Update the items from the line containing "# for each instance of the printed" down to the end of the items, changing "storefront sign" to "shop sign" and leaving everything else as it is.

Records:
%%

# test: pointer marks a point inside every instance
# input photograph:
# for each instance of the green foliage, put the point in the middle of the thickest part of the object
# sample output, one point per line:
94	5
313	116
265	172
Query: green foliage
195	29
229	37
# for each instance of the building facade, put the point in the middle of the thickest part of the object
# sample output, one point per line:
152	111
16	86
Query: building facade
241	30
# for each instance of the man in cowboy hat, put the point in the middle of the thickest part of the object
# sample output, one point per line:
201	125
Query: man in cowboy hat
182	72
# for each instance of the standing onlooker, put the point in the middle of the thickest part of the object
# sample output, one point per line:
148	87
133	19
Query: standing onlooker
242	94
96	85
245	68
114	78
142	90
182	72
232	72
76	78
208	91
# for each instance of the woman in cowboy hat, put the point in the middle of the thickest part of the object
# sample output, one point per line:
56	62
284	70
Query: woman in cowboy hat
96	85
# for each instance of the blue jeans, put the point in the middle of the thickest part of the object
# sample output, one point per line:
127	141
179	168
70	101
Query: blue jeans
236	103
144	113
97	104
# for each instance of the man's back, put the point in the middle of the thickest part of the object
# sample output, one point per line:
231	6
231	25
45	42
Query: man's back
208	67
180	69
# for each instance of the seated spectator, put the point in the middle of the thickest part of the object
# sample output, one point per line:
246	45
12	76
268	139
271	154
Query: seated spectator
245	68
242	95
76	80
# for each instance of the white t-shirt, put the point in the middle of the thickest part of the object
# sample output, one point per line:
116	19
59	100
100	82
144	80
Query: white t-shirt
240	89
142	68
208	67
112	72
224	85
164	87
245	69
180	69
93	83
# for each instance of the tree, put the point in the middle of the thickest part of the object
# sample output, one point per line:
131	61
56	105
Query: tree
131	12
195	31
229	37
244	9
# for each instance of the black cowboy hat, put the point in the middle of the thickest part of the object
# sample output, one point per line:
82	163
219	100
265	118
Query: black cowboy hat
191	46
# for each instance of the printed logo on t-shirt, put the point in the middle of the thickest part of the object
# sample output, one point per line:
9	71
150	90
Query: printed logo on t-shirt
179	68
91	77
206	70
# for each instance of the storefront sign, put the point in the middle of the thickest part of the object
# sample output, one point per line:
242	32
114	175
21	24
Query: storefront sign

%%

## Answer for the task
# for each instance of the printed logo on t-shirt, put the point in the middle of the thickest part of the object
# sample output, one point per line:
9	71
150	90
Query: printed logo on t-shirt
179	68
91	77
206	70
# for each instance of the shop sign, put the point in the middle of the thickest part of the object
# sample output, one point per line:
242	32
114	175
21	24
Query: shop sign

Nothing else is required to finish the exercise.